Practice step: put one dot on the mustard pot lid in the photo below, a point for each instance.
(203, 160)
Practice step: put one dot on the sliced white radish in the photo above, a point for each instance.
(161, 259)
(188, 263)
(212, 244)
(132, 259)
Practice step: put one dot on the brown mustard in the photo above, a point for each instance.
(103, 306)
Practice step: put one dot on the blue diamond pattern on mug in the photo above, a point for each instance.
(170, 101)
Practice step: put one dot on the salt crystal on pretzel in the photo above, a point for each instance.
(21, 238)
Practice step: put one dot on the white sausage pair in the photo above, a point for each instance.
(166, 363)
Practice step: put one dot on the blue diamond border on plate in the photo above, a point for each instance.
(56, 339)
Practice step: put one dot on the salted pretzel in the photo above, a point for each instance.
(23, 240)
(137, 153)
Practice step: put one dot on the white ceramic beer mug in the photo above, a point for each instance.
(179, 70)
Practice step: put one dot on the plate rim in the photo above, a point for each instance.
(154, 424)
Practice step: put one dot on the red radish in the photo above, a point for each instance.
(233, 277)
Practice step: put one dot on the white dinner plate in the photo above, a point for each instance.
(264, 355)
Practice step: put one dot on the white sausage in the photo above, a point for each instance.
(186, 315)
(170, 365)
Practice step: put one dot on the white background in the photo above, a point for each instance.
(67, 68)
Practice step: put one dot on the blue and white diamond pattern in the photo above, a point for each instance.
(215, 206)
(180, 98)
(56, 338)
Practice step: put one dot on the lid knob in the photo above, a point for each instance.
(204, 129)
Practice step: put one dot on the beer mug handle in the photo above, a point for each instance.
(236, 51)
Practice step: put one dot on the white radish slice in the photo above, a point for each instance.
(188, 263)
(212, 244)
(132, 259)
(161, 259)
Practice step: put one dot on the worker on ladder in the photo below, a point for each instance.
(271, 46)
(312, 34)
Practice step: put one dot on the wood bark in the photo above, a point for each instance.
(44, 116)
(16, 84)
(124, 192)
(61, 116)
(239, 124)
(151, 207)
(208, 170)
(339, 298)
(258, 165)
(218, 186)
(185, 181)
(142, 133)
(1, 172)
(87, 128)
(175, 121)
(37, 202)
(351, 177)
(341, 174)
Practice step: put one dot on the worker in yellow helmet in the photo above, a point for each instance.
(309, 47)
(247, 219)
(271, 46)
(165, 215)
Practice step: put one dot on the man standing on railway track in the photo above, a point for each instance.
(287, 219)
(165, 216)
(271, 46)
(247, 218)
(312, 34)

▸ REQUIRED TASK
Copy out every one of the items above, word for word, each on its own line and in the same order.

▸ ANSWER TO THE PROBLEM
Practice step: put one dot on the mustard pot lid in the photo below, a point for each instance.
(203, 160)
Practice step: put one dot on the sliced white radish in the photo above, a point for each instance.
(161, 259)
(188, 263)
(212, 244)
(132, 259)
Practice step: put one dot on the brown mustard in the photo above, a point for each instance.
(103, 306)
Practice step: put one dot on the blue diamond pattern on mug in the photo above, a point for each instance.
(170, 101)
Practice step: put one dot on the salt crystal on pretzel in the photo above, a point for each instance.
(21, 238)
Practice step: put one dot on the white sausage pair in the photo above, a point for each instance.
(166, 363)
Practice step: put one dot on the blue diamond border on plate in the photo above, a point for each instance.
(56, 339)
Practice step: put one dot on the salted pretzel in the photo above, a point for each instance.
(23, 240)
(137, 153)
Practice step: put one dot on the white ceramic beer mug in the photo above, a point for each instance.
(179, 70)
Practice step: put one dot on the plate rim in the photo above, a point for each instance.
(154, 424)
Practice step: put one dot on the red radish in the photo above, a point for each instance.
(233, 277)
Practice step: put one dot on the white dinner plate in the photo above, a point for each instance.
(264, 355)
Practice step: put one dot on the white sausage in the photo above, a point for each instance.
(186, 315)
(170, 365)
Practice step: put one dot on the white background in the photo above, a point for each instance.
(67, 68)
Practice step: put one dot on the blue and white diamond pattern in the photo above, a point for each instance.
(215, 206)
(180, 98)
(56, 338)
Practice step: put one dot on the lid knob in the photo above, a point for each instance.
(204, 129)
Practice step: put one dot on the beer mug handle in the photo above, a point for each instance.
(236, 51)
Practice step: put one dot on the white radish slice in the photo above, a point for each instance.
(188, 263)
(212, 244)
(132, 259)
(161, 259)
Practice step: put one dot on the worker on ladder in the photo below, a point for each instance.
(271, 46)
(312, 34)
Practice step: put one dot on the wood bark in the photo above, a point for each instance.
(44, 116)
(16, 84)
(124, 192)
(61, 116)
(239, 124)
(151, 207)
(208, 170)
(339, 298)
(258, 165)
(218, 186)
(185, 181)
(142, 133)
(1, 172)
(87, 128)
(175, 121)
(37, 202)
(351, 177)
(341, 174)
Practice step: put one dot on the worker in yellow helmet in the photo above, a point for each instance.
(309, 47)
(247, 219)
(271, 46)
(165, 215)
Practice step: put one dot on the man standing on railway track in the photo above, a point for each instance.
(287, 219)
(165, 216)
(271, 46)
(247, 218)
(312, 34)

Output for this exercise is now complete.